# TO DO:
Give the number of lines in these entries that contain "below", and nothing more.

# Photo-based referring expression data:

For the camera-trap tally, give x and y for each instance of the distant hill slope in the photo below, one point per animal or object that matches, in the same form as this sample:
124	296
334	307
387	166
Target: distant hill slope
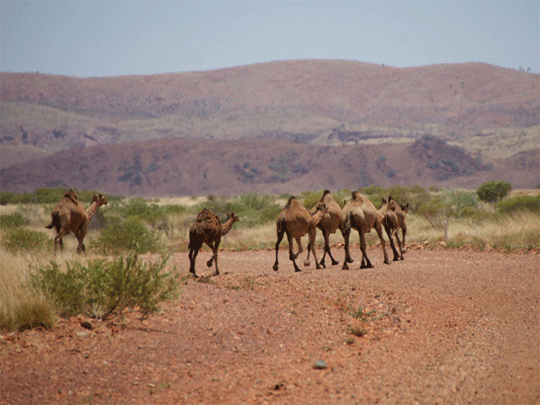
315	101
177	166
271	127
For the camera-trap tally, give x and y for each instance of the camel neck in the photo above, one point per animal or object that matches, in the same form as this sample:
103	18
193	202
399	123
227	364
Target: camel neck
226	227
92	210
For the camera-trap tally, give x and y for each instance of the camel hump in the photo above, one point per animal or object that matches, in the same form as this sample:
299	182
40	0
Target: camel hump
292	199
206	215
70	194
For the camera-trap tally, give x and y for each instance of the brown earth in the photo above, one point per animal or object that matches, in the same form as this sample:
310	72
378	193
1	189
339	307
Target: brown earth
447	327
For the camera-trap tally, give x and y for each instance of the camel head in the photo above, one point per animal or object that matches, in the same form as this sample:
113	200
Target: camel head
233	217
99	199
72	195
389	202
318	212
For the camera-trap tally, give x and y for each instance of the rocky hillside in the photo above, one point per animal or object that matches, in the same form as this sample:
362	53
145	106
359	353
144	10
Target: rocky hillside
177	166
273	127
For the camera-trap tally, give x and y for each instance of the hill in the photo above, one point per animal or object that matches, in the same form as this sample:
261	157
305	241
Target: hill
180	166
272	126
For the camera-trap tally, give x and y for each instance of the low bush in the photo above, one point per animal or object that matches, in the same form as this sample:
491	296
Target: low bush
103	288
21	239
493	191
21	306
127	236
520	203
13	220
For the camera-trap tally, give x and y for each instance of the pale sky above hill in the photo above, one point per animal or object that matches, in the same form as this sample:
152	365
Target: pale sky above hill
112	38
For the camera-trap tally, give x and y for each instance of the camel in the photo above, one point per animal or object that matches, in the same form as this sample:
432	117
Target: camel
208	229
329	222
69	215
361	214
295	221
394	220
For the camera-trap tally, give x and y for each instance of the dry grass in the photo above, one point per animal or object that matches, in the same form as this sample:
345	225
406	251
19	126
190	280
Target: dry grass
21	307
502	142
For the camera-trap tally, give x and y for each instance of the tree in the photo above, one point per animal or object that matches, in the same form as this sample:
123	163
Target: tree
493	191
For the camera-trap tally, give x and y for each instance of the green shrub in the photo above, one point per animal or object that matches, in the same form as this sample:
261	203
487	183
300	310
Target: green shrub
103	288
20	239
12	220
493	191
127	236
520	203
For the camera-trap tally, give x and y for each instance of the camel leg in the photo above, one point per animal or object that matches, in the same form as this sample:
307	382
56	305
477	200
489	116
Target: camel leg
280	234
216	250
80	248
378	228
366	264
298	240
327	247
404	231
400	245
389	233
346	235
192	256
58	239
311	248
327	250
292	256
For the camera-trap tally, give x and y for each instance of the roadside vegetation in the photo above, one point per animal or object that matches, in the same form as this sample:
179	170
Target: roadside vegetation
36	287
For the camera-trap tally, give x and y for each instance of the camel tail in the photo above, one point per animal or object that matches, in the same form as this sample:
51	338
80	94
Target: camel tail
55	222
347	223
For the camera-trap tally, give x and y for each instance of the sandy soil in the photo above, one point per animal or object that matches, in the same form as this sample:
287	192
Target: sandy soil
441	327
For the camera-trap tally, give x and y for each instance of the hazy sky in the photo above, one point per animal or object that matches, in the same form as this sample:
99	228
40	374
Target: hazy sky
111	38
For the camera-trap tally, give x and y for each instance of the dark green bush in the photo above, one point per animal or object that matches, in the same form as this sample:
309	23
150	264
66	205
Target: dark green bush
12	220
130	235
104	288
493	191
520	203
20	239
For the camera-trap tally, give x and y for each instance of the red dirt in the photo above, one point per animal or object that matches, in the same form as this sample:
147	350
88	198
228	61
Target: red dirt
448	327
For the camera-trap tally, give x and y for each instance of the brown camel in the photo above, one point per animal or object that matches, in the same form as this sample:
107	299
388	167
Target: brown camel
394	220
295	221
69	215
208	229
329	223
361	214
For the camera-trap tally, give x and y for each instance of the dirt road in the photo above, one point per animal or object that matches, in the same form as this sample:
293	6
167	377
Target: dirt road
440	327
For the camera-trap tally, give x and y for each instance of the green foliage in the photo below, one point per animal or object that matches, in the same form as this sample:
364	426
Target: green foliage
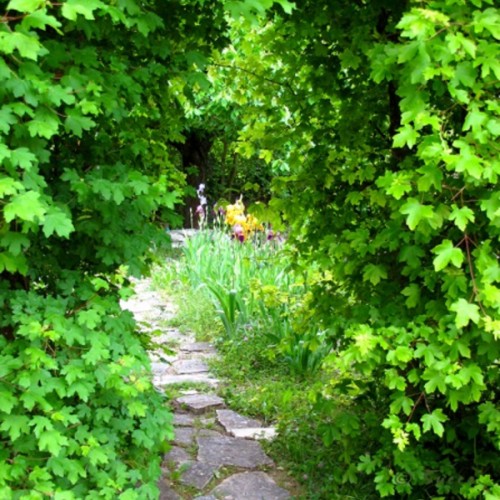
385	114
255	294
86	186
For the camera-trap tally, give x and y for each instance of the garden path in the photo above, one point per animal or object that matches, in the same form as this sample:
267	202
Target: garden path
215	453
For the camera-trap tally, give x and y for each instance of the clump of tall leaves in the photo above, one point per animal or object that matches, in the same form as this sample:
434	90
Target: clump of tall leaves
387	116
84	175
256	295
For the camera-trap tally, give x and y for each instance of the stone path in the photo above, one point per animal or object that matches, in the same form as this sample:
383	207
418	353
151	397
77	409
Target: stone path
215	453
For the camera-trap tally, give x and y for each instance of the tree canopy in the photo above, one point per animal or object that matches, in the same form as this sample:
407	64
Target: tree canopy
378	121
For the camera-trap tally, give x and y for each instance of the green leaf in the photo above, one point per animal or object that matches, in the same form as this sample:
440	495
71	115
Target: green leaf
374	273
57	221
45	124
287	6
462	216
23	158
465	312
52	441
25	5
76	123
416	212
434	421
435	381
40	20
407	136
446	253
15	425
27	46
71	8
7	119
9	186
412	292
25	206
8	401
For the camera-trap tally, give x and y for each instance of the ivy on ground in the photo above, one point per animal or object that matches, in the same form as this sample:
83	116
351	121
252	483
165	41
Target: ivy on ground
86	189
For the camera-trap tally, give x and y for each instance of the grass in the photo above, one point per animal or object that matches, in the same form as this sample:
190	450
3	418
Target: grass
270	365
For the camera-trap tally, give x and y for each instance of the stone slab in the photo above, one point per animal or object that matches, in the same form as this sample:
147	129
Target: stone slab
226	450
190	366
178	456
202	378
183	419
198	347
199	403
267	433
198	475
250	486
166	492
184	436
229	419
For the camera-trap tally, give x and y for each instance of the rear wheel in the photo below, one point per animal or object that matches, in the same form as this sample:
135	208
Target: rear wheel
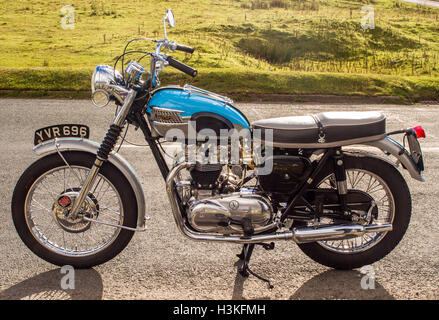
42	199
388	189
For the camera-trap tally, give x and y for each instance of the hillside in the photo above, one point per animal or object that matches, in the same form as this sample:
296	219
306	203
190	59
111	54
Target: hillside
272	43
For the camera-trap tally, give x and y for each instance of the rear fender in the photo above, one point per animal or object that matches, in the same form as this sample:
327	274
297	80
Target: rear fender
78	144
390	146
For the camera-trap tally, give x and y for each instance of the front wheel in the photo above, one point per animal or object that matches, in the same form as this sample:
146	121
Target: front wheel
41	202
386	186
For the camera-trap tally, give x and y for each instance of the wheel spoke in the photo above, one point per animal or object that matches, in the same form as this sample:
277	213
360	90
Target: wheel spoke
376	188
72	237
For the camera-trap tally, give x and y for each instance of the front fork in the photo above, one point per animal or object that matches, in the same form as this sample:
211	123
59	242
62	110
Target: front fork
340	179
106	147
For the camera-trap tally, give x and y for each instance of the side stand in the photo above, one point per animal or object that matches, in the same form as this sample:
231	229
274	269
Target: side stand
245	256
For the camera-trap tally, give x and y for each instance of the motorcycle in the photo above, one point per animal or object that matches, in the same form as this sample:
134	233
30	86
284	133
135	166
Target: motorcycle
81	202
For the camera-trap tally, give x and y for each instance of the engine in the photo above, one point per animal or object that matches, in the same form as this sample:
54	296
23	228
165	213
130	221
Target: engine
216	203
241	212
287	174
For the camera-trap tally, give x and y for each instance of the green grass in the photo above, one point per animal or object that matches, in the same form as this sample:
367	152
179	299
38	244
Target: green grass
242	46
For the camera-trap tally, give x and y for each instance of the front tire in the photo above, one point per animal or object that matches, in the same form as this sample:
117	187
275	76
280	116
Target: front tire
327	255
80	244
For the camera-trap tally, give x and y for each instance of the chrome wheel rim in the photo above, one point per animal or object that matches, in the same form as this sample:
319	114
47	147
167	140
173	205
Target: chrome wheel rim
375	187
44	227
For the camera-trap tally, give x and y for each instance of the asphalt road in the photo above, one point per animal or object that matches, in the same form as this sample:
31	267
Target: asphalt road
161	264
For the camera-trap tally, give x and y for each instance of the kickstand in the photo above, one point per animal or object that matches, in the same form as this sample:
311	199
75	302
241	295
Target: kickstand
244	270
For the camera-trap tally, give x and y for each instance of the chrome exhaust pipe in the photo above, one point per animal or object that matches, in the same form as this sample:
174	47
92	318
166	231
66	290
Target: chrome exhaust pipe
304	235
301	235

# ANSWER SECTION:
3